__Do this__. Copy all of the material below line for line, omitting the pictures.

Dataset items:
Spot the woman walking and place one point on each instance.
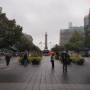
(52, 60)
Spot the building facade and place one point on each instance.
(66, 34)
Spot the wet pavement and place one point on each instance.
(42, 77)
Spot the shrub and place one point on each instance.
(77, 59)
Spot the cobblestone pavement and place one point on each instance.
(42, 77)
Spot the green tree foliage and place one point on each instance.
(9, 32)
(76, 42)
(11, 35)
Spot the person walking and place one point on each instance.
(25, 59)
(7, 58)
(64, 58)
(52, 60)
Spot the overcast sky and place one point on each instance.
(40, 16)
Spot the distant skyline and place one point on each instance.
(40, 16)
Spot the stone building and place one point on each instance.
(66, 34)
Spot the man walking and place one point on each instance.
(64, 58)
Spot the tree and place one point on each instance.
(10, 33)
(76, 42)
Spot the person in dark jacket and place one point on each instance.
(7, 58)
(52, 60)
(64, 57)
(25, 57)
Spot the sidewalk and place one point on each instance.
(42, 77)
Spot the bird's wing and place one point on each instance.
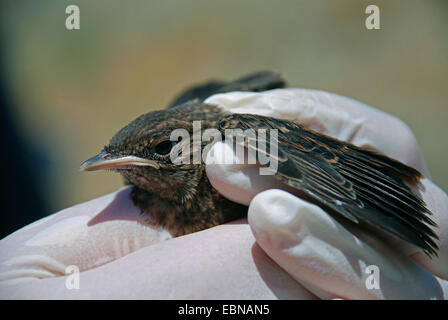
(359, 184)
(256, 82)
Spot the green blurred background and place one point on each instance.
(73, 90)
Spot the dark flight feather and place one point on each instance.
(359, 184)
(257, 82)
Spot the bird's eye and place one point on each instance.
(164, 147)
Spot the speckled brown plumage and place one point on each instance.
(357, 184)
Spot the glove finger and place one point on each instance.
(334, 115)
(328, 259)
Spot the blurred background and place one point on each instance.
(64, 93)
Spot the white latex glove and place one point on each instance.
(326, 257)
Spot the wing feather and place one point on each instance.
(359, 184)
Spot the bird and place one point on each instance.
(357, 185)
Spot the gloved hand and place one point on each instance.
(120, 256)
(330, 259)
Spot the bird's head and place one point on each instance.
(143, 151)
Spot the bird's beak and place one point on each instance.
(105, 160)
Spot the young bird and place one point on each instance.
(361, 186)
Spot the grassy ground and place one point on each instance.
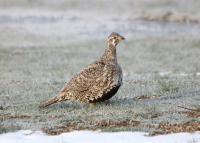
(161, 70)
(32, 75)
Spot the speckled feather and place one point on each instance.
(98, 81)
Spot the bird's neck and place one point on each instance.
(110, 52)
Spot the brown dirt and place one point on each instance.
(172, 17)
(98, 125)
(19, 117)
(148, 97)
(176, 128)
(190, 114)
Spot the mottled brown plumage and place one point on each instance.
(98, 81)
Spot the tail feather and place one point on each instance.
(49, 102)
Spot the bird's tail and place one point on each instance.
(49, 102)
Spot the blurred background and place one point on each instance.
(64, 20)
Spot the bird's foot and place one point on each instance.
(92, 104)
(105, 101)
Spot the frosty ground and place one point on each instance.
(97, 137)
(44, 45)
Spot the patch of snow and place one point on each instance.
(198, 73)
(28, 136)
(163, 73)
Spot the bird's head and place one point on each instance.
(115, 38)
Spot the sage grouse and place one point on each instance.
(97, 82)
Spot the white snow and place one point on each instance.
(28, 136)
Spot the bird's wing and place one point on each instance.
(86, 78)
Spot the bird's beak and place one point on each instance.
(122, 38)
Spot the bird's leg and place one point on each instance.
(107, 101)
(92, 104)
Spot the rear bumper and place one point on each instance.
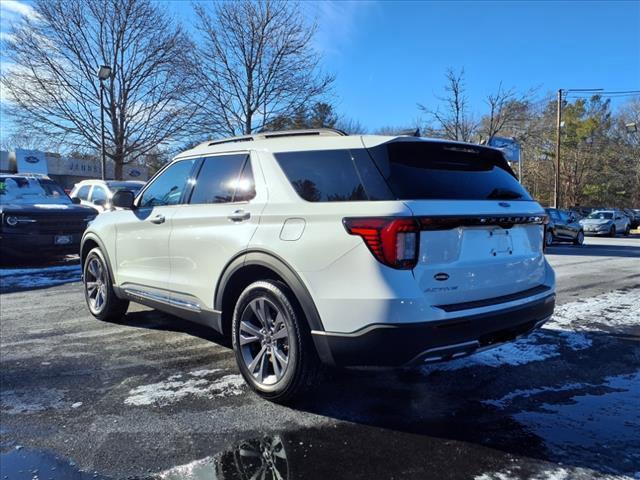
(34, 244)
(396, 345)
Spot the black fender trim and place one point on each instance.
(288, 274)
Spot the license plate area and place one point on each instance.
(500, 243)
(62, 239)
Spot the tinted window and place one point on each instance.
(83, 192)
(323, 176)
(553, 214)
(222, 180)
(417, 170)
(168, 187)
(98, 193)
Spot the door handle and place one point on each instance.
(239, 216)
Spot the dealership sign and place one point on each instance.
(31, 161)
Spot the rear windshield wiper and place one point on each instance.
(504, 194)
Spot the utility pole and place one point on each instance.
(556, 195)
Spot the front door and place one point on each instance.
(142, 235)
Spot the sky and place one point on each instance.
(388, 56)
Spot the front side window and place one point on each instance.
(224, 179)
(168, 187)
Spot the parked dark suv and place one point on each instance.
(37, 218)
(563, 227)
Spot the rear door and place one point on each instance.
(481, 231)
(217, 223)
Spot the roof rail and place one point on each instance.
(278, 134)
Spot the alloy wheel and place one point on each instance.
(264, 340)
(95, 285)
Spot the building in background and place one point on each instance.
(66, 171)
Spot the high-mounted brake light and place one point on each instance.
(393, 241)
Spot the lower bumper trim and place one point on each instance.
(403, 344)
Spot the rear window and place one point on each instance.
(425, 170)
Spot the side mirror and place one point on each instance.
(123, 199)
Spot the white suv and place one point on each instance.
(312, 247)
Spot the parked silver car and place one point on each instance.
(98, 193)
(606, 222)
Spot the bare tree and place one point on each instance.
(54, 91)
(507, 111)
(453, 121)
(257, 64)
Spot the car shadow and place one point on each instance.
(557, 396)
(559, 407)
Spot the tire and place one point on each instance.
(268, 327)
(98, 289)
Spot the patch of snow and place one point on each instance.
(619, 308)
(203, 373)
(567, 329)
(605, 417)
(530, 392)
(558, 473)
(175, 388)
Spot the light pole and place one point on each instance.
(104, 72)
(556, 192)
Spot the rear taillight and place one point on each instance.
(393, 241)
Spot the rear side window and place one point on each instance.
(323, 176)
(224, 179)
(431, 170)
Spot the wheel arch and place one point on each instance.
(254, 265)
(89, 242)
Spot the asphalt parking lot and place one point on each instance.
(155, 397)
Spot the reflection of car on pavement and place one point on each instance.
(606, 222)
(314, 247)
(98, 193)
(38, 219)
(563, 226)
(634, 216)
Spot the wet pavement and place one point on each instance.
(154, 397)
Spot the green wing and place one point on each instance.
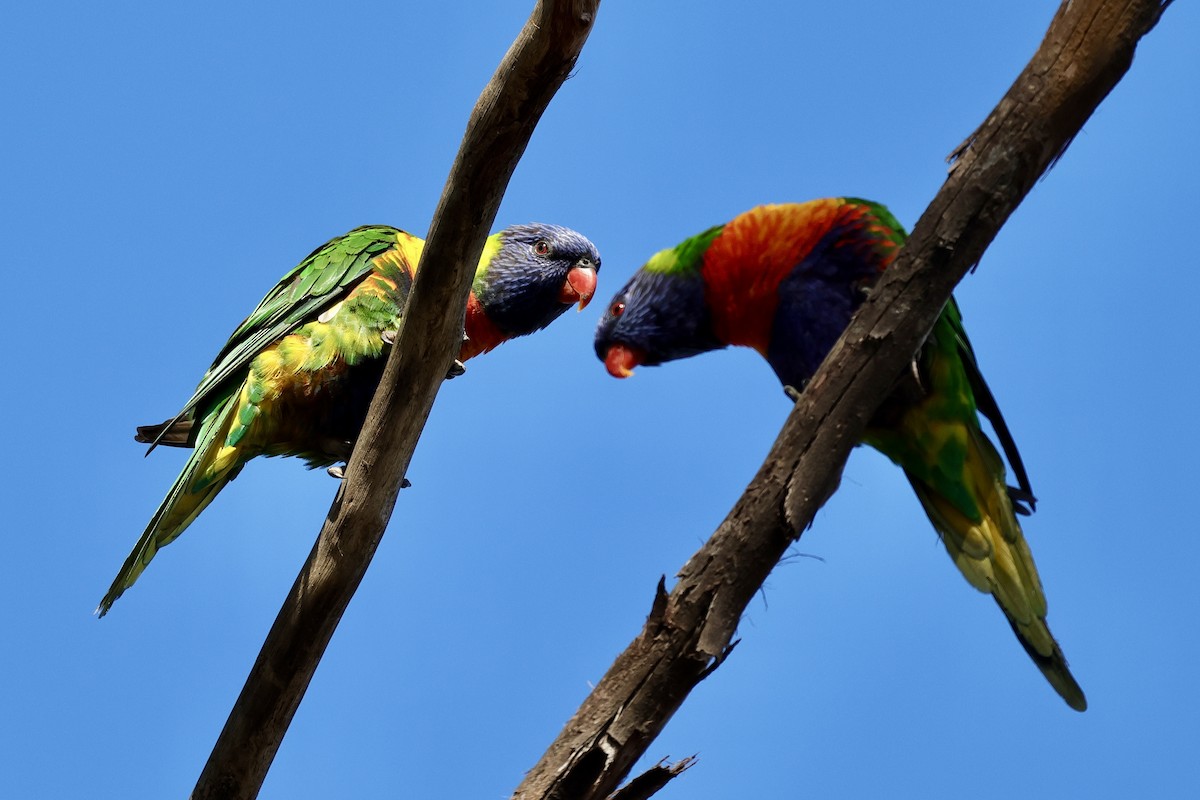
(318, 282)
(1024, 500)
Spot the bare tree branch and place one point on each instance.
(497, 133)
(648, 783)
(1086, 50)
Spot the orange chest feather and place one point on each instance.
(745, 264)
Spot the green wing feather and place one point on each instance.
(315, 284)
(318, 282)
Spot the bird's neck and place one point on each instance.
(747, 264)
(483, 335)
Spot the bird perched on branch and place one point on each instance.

__Answer in full__.
Spot the woman walking and place one point on each instance.
(52, 60)
Spot the building facade and place one point on each instance.
(66, 34)
Spot the wet pavement and place one point on each instance.
(42, 77)
Spot the shrub and place one point on each instance.
(77, 59)
Spot the cobblestone pavement and place one point on each instance.
(42, 77)
Spot the green tree foliage and place one point on each instance.
(9, 32)
(76, 42)
(11, 35)
Spot the person walking and place one point on each instance.
(25, 59)
(7, 58)
(64, 58)
(52, 60)
Spot the overcast sky and place one point on each instance.
(40, 16)
Spot the distant skyline and place one point on each instance.
(40, 16)
Spot the stone building and place one point on each instance.
(66, 34)
Spot the man walking and place one point on each instance.
(64, 58)
Spot the tree and place one point on each instance.
(10, 33)
(76, 42)
Spot the person in dark jacket and place one point on each instance.
(7, 58)
(52, 60)
(64, 57)
(25, 57)
Spot the sidewalk and place one point on each instance.
(42, 77)
Spot the bird's wing and place one point on each instance.
(359, 184)
(256, 82)
Spot the green blurred background and place one point on each instance.
(73, 90)
Spot the dark flight feather and place one point on each instance.
(359, 184)
(257, 82)
Spot the bird's eye and place one point on each instance.
(164, 147)
Spot the speckled brown plumage and place one point on each instance.
(357, 184)
Spot the glove finger and place one point on each instance.
(334, 115)
(328, 259)
Spot the blurred background and place one point on each instance.
(64, 93)
Spot the white latex glove and place one point on each instance.
(326, 257)
Spot the wing feather and place one point on each instance.
(359, 184)
Spot the bird and place one point on each instance.
(357, 185)
Spot the gloved hand and place one point on each instance.
(120, 256)
(330, 259)
Spot the bird's head and place one point on each instance.
(143, 151)
Spot the bird's beak and place one point on each instance.
(105, 160)
Spot the young bird and place one point on each instance.
(361, 186)
Spot the grassy ground and place one point on each instance.
(161, 70)
(32, 75)
Spot the speckled feather and place one point on each instance.
(98, 81)
Spot the bird's neck and place one point on each instance.
(110, 52)
Spot the brown dirt and place one point on each instance.
(172, 17)
(98, 125)
(19, 117)
(148, 97)
(176, 128)
(190, 114)
Spot the mottled brown plumage and place one point on each instance.
(98, 81)
Spot the tail feather and place one point on each instance.
(49, 102)
Spot the bird's tail and place one point on each instance.
(49, 102)
Spot the blurred background and place one point on each instance.
(64, 20)
Spot the bird's foot and place one point on each instance.
(92, 104)
(105, 101)
Spot the frosty ground and place one point on each instance.
(97, 137)
(44, 45)
Spot the patch of snow and place one point on each instance.
(198, 73)
(28, 136)
(163, 73)
Spot the bird's head and place one point on each instance.
(115, 38)
Spot the sage grouse and place one point on each instance.
(97, 82)
Spot the white snow and place one point on each instance.
(28, 136)
Spot the bird's wing and place one point on each instance.
(86, 78)
Spot the bird's beak and place one point on each instance.
(122, 38)
Spot the bird's leg and place one point on each instance.
(107, 101)
(92, 104)
Spot the rear bumper and place one point on each instance.
(34, 244)
(396, 345)
Spot the black fender trim and place one point on each instance.
(288, 274)
Spot the license plate area and place one point on each instance.
(500, 243)
(62, 239)
Spot the tinted window and place one point on each instance.
(83, 192)
(323, 176)
(553, 214)
(222, 180)
(417, 170)
(168, 187)
(98, 193)
Spot the door handle and place one point on each instance.
(239, 216)
Spot the dealership sign and place one point on each instance.
(31, 161)
Spot the rear windshield wiper and place one point on each instance.
(504, 194)
Spot the utility pole and place one point on each instance.
(556, 195)
Spot the front door and place one point on each instance.
(142, 235)
Spot the sky and place one point on each instance.
(388, 56)
Spot the front side window and place one point on each instance.
(224, 179)
(168, 187)
Spot the parked dark suv and place one point on each instance.
(37, 218)
(563, 227)
Spot the rear door and place one point on each instance.
(481, 231)
(217, 223)
Spot the roof rail and place one point on each instance.
(278, 134)
Spot the alloy wheel and place one point on each instance.
(264, 340)
(95, 285)
Spot the building in background and place one point on each instance.
(66, 171)
Spot the high-mounted brake light and place one point on each instance.
(393, 241)
Spot the lower bumper trim and place one point on each instance.
(403, 344)
Spot the rear window and place one point on each instance.
(425, 170)
Spot the side mirror and place one point on each instance.
(123, 199)
Spot the white suv and place one point on each instance.
(312, 247)
Spot the parked silver car and place one point on each instance.
(98, 193)
(606, 222)
Spot the bare tree and place one point on each instance.
(54, 91)
(507, 111)
(453, 121)
(257, 64)
Spot the car shadow and place one point on each instance.
(557, 396)
(559, 407)
Spot the tire and place one point on each instance.
(268, 327)
(98, 289)
Spot the patch of snow and place one point on each instance.
(619, 308)
(203, 373)
(567, 329)
(605, 417)
(530, 392)
(558, 473)
(175, 388)
Spot the light pole and place one point on each instance.
(104, 72)
(556, 192)
Spot the rear taillight and place one point on each instance.
(393, 241)
Spot the rear side window and place one point on each instance.
(323, 176)
(224, 179)
(431, 170)
Spot the wheel arch and place one point on each instance.
(254, 265)
(89, 242)
Spot the asphalt parking lot and place one point on each instance.
(155, 397)
Spot the reflection of car on pavement and place one point on each instance.
(606, 222)
(314, 247)
(98, 193)
(38, 219)
(563, 226)
(634, 216)
Spot the wet pavement and place one point on each instance.
(154, 397)
Spot the green wing and place one point on each instance.
(318, 282)
(1024, 500)
Spot the bare tree branch and place one point on each instance.
(497, 133)
(648, 783)
(1086, 50)
Spot the orange chest feather and place one point on each instance.
(745, 264)
Spot the green wing feather and place one point on each instance.
(315, 284)
(318, 282)
Spot the bird's neck and place one point on each instance.
(747, 264)
(483, 335)
Spot the bird perched on branch and place one point on each instance.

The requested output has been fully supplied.